■ **Exercise goal**
The entries that follow need to be reproduced exactly, minus any images.

Photo-based referring expression data:

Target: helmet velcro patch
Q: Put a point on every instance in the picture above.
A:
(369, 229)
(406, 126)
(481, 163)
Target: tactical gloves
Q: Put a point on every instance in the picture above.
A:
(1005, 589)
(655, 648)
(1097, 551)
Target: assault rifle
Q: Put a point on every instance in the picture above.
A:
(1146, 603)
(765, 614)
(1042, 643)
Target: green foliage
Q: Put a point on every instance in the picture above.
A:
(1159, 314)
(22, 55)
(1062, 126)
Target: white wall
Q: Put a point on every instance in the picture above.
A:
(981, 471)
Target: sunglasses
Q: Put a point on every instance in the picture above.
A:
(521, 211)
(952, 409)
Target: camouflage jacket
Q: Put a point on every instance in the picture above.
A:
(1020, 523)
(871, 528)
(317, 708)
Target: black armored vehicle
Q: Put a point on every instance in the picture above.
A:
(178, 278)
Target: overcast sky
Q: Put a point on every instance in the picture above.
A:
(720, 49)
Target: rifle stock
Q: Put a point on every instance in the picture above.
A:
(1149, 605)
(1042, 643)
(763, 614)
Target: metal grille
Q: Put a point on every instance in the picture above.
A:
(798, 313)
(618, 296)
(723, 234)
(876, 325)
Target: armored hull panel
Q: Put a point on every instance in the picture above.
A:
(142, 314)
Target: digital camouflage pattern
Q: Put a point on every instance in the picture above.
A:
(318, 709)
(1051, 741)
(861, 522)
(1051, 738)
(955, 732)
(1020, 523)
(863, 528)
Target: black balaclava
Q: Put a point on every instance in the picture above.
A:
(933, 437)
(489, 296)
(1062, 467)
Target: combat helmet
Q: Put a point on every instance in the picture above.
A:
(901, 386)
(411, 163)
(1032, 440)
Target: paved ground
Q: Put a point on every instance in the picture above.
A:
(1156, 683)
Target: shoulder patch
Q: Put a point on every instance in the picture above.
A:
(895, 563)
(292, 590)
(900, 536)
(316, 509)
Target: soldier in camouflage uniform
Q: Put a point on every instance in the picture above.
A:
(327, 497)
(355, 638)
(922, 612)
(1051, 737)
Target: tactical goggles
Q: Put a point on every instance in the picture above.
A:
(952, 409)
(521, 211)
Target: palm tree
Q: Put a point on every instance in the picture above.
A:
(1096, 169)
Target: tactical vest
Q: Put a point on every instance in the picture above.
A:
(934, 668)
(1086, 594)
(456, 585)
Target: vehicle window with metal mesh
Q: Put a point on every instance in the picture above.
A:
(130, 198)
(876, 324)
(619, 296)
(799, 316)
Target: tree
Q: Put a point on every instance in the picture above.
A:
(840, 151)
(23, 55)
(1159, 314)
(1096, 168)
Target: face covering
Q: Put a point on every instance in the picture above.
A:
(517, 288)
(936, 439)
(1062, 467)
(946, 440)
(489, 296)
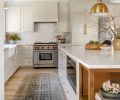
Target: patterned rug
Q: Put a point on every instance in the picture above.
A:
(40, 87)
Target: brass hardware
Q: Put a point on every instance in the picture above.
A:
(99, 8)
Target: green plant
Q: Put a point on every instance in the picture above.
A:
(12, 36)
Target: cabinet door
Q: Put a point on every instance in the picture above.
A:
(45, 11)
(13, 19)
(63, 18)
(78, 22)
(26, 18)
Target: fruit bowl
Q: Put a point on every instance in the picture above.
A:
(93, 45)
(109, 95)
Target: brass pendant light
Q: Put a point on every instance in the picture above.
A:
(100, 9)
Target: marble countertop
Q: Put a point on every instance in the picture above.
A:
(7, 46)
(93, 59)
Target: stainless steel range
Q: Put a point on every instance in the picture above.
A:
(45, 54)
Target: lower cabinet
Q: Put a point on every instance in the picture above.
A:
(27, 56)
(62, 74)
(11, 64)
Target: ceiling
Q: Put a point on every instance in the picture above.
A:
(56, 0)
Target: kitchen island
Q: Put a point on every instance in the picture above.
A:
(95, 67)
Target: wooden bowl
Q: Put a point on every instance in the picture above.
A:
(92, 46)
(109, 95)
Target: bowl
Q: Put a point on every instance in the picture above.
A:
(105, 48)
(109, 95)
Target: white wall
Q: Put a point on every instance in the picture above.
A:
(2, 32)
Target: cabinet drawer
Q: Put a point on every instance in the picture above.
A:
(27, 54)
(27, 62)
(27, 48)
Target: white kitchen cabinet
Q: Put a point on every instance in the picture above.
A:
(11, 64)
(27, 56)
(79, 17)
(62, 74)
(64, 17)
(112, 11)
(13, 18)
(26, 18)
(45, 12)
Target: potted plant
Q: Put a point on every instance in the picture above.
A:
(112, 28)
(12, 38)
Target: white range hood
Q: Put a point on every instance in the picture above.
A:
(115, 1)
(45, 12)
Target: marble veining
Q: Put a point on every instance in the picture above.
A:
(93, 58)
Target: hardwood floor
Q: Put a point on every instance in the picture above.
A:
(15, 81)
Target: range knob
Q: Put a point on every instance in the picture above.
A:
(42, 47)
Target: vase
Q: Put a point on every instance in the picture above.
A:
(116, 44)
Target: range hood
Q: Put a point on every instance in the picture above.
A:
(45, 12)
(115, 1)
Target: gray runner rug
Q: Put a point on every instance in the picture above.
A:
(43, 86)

■ **Written solution**
Target: helmet velcro patch
Q: Put a point on every instance in the picture above.
A:
(369, 229)
(406, 126)
(481, 163)
Target: tactical gloves
Q: Put a point on every instance in the picture above.
A:
(1005, 589)
(655, 648)
(1097, 551)
Target: assault rifle
Q: Put a point on every instance in the picture above.
A:
(1146, 603)
(765, 614)
(1042, 643)
Target: green foliage
Q: Put a point on every instance in the picture above.
A:
(1159, 314)
(22, 55)
(1062, 126)
Target: white wall
Q: Put a point on every instance in the picture above.
A:
(981, 471)
Target: sunglasses
Q: Put a point on every instance in the picture above.
A:
(521, 211)
(952, 409)
Target: camouflage jacket
Q: Put a point on every instance in the picture above.
A:
(1020, 523)
(871, 528)
(317, 708)
Target: black armored vehicle
Q: Put a point on every instance in the picture above.
A:
(178, 278)
Target: overcast sky
Q: Put a point on every instance in the picture above.
A:
(720, 49)
Target: rifle stock
Q: Put a point on every instance in the picture above.
A:
(1149, 605)
(1042, 643)
(763, 614)
Target: metal grille
Q: Put a point on every instance in the picture above.
A:
(798, 313)
(618, 296)
(723, 234)
(876, 325)
Target: armored hull panel
Q: Put a point on every instance in the picture above.
A:
(142, 314)
Target: digital camouflage pattern
Q: Put a point on every instance in the picture above.
A:
(318, 709)
(1051, 741)
(861, 522)
(1051, 738)
(955, 732)
(1020, 523)
(863, 528)
Target: black balaclava
Q: Put a point on every instance in the picture above.
A:
(933, 437)
(489, 296)
(1062, 467)
Target: combat helmet
Q: Put a point on every instance in the picture above.
A:
(901, 386)
(411, 163)
(1032, 440)
Target: paved ground
Q: Put a point on every instance in the picture above.
A:
(1156, 683)
Target: shoulder patch
Q: Put a point on every instance in the picture above.
A:
(895, 563)
(292, 590)
(900, 536)
(316, 509)
Target: soldier in camouflage uniform
Q: Put a point on every instance in the picture above.
A:
(327, 497)
(355, 638)
(922, 612)
(1051, 737)
Target: tactical goggles
Q: Put a point on every instance in the picture above.
A:
(952, 409)
(521, 211)
Target: palm tree
Q: Put a point on every instance in the picture above.
A:
(1096, 169)
Target: tactical vest
Q: Put a point on every instance in the picture above.
A:
(934, 668)
(1086, 594)
(456, 585)
Target: vehicle window with metal mesh
Q: Put a point on every instance in the picture above.
A:
(130, 198)
(876, 324)
(619, 296)
(799, 316)
Target: tree
Q: Put a point on every instance in the picture above.
A:
(840, 151)
(23, 55)
(1159, 314)
(1096, 168)
Target: face covering
Q: Put a point on every instance in the picture above.
A:
(517, 288)
(936, 439)
(1062, 467)
(946, 440)
(489, 296)
Target: patterned rug
Q: Put a point on every instance in the picture above.
A:
(40, 87)
Target: brass hardware
Q: Put a point on every instance in the picture above.
A:
(99, 8)
Target: green plant
Q: Put a point on every instance in the picture above.
A:
(12, 36)
Target: cabinet door
Q: Put a point on every instance in the picture above.
A:
(45, 11)
(13, 19)
(63, 18)
(78, 22)
(26, 18)
Target: fruit bowl
Q: Put a point on every instance in the picture above.
A:
(93, 45)
(109, 95)
Target: brass pendant light
Q: Put a point on every instance in the picture above.
A:
(100, 9)
Target: marble countertop
Q: Put a point on every instance in the picture above.
A:
(7, 46)
(93, 59)
Target: stainless steel range
Q: Put a point on every instance in the picture above.
A:
(45, 54)
Target: lower cabinet
Q: Put a point on every instance in the picture above.
A:
(27, 56)
(62, 74)
(11, 64)
Target: ceiling
Q: Put a point on every instance in the picture above.
A:
(56, 0)
Target: kitchen island
Q: Put a point on every instance in the picture above.
A:
(95, 67)
Target: wooden bowl
Q: Put a point on every instance in the picture above.
A:
(92, 46)
(109, 95)
Target: bowl
Q: Put a point on every instance in the picture above.
A:
(105, 48)
(109, 95)
Target: white wall
Q: Put a point on every instance in the picture above.
A:
(2, 32)
Target: cabinet drawer
Q: Put a point on every instance in the picture above.
A:
(27, 54)
(27, 62)
(27, 48)
Target: white kitchen cabinet
Q: Put a point on every instance in the picture above.
A:
(11, 64)
(27, 56)
(79, 17)
(62, 74)
(64, 17)
(112, 11)
(13, 18)
(26, 18)
(45, 12)
Target: potted plant
Q: Put a point on every instance in the picture above.
A:
(112, 28)
(12, 38)
Target: white range hood
Q: Put a point on every instance in the picture above.
A:
(115, 1)
(45, 12)
Target: marble veining
Q: Put a point on every instance in the picture above.
A:
(93, 58)
Target: hardwood floor
Q: Put a point on every instance in the picture above.
A:
(15, 81)
Target: range knob
Q: Put a point on every instance in the picture above.
A:
(42, 47)
Target: vase
Q: Put a point on every instance in the picture above.
A:
(116, 44)
Target: range hood
Q: Put a point on every instance in the picture above.
A:
(45, 12)
(115, 1)
Target: gray runner rug
Q: Put a point on every instance in the picture above.
A:
(43, 86)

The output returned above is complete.